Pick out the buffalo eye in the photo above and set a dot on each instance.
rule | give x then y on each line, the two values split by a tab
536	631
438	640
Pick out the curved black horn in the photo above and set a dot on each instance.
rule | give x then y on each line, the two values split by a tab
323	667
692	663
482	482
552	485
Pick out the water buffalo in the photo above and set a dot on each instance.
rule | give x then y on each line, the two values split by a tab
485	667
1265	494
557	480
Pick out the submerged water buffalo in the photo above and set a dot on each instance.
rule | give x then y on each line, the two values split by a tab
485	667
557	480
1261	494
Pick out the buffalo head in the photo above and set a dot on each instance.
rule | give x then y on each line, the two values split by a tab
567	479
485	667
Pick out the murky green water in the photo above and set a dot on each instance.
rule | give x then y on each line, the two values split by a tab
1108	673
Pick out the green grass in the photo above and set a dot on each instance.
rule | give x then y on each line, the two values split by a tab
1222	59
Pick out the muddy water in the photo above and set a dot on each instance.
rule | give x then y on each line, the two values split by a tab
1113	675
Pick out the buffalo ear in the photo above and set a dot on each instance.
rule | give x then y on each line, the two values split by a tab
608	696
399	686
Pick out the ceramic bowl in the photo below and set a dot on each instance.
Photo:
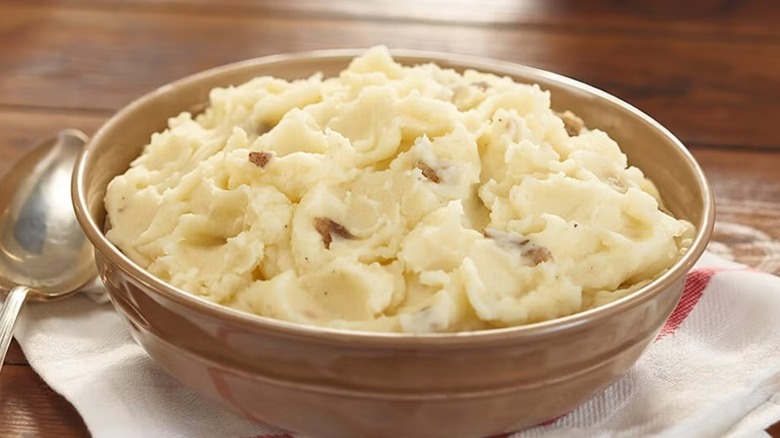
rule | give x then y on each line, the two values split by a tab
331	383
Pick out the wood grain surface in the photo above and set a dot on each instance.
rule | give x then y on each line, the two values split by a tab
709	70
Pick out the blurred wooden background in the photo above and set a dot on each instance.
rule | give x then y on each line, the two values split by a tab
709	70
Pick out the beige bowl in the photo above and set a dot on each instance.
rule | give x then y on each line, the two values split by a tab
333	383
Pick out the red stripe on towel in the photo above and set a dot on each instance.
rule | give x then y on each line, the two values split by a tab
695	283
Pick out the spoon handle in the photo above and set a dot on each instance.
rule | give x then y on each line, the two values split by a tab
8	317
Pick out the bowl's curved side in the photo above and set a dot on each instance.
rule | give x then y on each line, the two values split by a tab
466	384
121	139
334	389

◆ ◆ ◆ ◆ ◆

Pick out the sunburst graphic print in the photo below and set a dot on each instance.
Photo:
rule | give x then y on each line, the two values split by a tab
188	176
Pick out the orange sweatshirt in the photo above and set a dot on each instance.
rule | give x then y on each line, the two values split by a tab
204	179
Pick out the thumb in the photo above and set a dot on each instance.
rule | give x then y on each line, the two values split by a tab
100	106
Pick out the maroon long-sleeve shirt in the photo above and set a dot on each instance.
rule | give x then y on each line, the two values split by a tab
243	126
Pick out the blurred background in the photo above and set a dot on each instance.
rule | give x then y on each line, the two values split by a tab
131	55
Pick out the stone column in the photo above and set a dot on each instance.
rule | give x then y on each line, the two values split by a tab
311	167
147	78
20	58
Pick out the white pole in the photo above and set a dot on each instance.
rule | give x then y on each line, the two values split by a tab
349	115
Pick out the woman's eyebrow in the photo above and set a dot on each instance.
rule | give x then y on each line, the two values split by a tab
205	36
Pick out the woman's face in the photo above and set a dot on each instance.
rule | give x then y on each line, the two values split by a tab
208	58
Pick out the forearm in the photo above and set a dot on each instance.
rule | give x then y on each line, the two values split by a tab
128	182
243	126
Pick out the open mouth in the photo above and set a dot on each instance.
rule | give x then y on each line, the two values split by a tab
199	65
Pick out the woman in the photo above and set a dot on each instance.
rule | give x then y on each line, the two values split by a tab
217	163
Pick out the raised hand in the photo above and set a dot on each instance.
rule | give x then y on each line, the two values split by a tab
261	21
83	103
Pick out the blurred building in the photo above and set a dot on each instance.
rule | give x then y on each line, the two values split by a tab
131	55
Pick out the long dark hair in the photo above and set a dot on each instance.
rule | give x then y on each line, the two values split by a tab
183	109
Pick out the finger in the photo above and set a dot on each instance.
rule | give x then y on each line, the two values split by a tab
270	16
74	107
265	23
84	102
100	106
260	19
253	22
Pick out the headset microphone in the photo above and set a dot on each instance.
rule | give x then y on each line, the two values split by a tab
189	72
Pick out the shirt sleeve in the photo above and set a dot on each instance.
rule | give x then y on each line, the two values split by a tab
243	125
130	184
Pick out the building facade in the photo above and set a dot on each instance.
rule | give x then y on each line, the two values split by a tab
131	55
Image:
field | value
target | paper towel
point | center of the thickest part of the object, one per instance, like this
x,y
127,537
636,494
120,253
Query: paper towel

◆ ◆ ◆ ◆ ◆

§ **Work to be completed**
Take the records above and return, word for word, only the lines that fall from the line with "Pick out the finger" to the line with "Query: paper towel", both of them included.

§ **Output**
Pick out the finger in the photo above and set a dot on each instance.
rule | give x then y on each line, the two values split by a tab
270	16
74	107
265	23
84	102
100	106
260	19
253	22
Pick out the headset microphone in the photo above and set a dot on each instance.
rule | give x then y on each line, the two values split by a tab
189	72
Pick out the shirt sleeve in the photo above and set a dot on each instance.
rule | give x then y on each line, the two values split by a tab
243	125
130	184
Pick out the building facade in the photo above and set a dot on each instance.
rule | give x then y on each line, the two values split by a tab
131	55
Image:
field | value
target | paper towel
point | center of the thickest part of the object, one per instance, like this
x,y
127,537
636,494
120,253
Query: paper towel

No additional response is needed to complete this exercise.